[Text passage]
## begin

Carbondale looks at how to help homeless
As winter storms have picked up in frequency, many Carbondalians wanting to help the homeless will look for resources from out-of-town nonprofits.
A bridge just north of town becomes a crowded spot for the homeless to seek shelter, said Lynn Kirchner, a Carbondale realty agent who sparked a social media dialogue after being distressed by the number of people she saw without shelter in the harsh winter elements.
“It’s time Carbondale opens a homeless shelter at night,” she posted in a community Facebook group. “We are the only community without one.”
Not everyone stuck out in the cold is a transient, Kirchner noted. One person in particular was a former rancher in Carbondale who was hit by hard times. As a property manager, she said, it’s hard to turn away the people who are looking to get out of the elements.
Carbondale’s town government doesn’t have an answer for the problem, which needs both immediate and long-term solutions, said Mayor Stacey Bernot.

## end

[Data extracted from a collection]
## begin

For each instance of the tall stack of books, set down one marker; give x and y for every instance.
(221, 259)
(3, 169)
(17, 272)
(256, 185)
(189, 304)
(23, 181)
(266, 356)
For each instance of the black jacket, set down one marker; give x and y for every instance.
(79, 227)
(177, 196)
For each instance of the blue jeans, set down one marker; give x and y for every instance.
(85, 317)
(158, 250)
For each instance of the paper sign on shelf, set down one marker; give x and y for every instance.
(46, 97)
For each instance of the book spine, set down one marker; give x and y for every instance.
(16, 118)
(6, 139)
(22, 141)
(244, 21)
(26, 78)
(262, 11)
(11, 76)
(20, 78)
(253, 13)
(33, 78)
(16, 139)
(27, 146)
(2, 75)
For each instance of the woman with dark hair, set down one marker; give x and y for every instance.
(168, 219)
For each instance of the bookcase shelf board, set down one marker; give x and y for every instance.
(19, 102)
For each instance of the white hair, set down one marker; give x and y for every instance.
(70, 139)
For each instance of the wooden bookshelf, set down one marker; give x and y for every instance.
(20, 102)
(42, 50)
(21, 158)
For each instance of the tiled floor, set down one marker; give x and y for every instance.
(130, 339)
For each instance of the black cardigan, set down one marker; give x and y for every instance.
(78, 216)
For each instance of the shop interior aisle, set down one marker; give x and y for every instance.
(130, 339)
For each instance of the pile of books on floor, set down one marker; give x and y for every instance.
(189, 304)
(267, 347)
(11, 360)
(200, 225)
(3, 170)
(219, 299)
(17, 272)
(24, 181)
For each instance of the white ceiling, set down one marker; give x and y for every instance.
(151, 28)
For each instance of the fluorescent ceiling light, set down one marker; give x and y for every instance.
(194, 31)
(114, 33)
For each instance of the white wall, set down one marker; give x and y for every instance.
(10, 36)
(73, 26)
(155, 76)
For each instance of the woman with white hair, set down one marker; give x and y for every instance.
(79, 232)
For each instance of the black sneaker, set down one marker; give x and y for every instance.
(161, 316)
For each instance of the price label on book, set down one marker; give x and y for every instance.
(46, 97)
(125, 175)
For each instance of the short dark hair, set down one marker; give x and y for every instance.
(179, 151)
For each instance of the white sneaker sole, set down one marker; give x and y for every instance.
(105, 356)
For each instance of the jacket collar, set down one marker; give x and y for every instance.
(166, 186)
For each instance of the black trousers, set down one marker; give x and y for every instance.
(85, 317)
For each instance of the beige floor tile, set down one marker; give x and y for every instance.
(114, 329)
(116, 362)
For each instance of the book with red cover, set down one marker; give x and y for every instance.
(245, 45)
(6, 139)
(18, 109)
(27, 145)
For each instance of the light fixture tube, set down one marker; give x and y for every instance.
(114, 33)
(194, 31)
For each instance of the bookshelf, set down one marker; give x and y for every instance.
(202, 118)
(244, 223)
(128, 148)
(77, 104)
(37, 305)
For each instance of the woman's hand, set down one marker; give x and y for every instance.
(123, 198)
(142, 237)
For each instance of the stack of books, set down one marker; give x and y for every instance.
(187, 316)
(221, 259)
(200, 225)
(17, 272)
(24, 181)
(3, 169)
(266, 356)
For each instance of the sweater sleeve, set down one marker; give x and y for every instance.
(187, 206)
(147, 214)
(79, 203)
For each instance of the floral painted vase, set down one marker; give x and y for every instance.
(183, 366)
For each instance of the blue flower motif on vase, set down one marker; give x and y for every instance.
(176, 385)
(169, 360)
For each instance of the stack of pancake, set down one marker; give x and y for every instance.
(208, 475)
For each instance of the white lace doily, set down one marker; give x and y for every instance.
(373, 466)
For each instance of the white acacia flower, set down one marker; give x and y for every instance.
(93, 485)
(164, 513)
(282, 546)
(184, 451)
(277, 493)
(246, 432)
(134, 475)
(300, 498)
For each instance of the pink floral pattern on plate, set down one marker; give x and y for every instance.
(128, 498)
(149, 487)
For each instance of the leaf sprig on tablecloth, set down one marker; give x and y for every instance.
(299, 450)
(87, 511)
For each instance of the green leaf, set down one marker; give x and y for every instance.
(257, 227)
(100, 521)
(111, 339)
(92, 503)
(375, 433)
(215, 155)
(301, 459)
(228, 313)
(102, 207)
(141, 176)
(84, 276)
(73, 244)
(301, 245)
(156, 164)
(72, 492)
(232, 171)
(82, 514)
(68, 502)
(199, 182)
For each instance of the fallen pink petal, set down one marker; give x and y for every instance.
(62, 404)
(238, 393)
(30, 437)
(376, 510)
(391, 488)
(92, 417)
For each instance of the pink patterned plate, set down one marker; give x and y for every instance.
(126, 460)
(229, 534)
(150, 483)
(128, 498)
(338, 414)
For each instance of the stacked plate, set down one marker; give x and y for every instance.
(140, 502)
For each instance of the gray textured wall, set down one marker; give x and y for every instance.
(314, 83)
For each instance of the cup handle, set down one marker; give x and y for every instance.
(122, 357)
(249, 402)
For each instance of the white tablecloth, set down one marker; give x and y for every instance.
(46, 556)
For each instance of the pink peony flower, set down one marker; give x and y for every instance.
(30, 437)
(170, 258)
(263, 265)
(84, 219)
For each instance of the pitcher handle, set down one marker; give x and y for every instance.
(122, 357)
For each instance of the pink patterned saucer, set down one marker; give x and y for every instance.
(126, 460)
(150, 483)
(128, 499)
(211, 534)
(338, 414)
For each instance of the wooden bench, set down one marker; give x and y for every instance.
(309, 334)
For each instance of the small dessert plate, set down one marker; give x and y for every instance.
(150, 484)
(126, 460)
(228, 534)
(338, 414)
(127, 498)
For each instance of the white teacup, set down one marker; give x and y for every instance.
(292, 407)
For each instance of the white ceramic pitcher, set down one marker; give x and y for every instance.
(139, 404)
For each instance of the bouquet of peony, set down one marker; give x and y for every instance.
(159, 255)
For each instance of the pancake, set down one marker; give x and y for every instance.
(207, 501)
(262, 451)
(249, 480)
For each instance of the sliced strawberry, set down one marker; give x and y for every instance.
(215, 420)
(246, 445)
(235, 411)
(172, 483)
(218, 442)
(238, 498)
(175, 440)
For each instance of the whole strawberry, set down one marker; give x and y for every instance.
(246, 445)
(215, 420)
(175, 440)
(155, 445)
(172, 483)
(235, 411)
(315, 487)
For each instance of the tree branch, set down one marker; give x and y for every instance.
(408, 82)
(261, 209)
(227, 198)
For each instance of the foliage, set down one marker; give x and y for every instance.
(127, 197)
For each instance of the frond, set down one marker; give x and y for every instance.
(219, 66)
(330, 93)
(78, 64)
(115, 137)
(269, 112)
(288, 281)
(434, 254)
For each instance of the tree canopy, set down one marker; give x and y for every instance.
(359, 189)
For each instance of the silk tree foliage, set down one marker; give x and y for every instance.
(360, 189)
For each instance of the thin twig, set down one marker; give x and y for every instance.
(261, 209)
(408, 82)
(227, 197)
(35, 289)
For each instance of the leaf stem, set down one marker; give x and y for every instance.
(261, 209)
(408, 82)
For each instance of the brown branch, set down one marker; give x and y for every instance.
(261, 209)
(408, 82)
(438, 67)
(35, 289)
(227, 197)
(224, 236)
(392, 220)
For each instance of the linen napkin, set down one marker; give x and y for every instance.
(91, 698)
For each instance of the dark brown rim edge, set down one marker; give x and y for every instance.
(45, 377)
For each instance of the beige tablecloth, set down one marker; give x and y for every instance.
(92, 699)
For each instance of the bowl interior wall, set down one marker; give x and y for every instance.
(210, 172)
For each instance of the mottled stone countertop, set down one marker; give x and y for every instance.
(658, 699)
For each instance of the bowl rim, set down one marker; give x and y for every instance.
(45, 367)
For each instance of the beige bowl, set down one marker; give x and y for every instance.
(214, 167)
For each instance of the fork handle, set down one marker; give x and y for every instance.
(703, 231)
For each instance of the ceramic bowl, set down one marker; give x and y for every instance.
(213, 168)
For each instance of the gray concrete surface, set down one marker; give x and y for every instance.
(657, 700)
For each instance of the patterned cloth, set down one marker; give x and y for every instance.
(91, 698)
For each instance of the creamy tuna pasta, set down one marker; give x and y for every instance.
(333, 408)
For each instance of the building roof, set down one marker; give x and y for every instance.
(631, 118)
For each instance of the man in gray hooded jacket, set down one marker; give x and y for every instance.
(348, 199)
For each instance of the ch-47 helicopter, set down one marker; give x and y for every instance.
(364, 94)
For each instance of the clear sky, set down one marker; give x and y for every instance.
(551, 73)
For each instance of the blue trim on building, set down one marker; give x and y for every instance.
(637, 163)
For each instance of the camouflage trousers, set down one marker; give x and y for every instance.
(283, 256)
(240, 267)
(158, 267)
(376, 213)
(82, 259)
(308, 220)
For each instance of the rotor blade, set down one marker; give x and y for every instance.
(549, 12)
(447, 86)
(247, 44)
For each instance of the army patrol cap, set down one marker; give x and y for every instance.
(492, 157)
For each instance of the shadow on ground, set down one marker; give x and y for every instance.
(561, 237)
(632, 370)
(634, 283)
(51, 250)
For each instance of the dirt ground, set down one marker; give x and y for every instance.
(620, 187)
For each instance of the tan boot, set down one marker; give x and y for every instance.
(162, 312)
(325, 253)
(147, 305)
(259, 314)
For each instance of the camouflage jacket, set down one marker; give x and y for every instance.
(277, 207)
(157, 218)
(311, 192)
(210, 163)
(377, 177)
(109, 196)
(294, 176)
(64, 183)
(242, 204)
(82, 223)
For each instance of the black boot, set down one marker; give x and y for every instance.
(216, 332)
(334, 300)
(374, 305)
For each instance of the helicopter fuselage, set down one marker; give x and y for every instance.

## end

[Tasks]
• 1. Decide whether each statement below agrees with the Carbondale article, and back each yes or no with the deciding words from the article. (a) Kirchner works as a realty agent in Carbondale. (b) Kirchner said everyone stuck out in the cold is a transient. (c) The town government has an answer for the problem.
• 2. Please copy the Carbondale article word for word from "A bridge just" to "of the elements.".

[Task-by-task solutions]
• 1.
(a) Yes: "a Carbondale realty agent"
(b) No: "Not everyone stuck out in the cold is a transient, Kirchner noted."
(c) No: "Carbondale’s town government doesn’t have an answer for the problem"

• 2.
A bridge just north of town becomes a crowded spot for the homeless to seek shelter, said Lynn Kirchner, a Carbondale realty agent who sparked a social media dialogue after being distressed by the number of people she saw without shelter in the harsh winter elements.
“It’s time Carbondale opens a homeless shelter at night,” she posted in a community Facebook group. “We are the only community without one.”
Not everyone stuck out in the cold is a transient, Kirchner noted. One person in particular was a former rancher in Carbondale who was hit by hard times. As a property manager, she said, it’s hard to turn away the people who are looking to get out of the elements.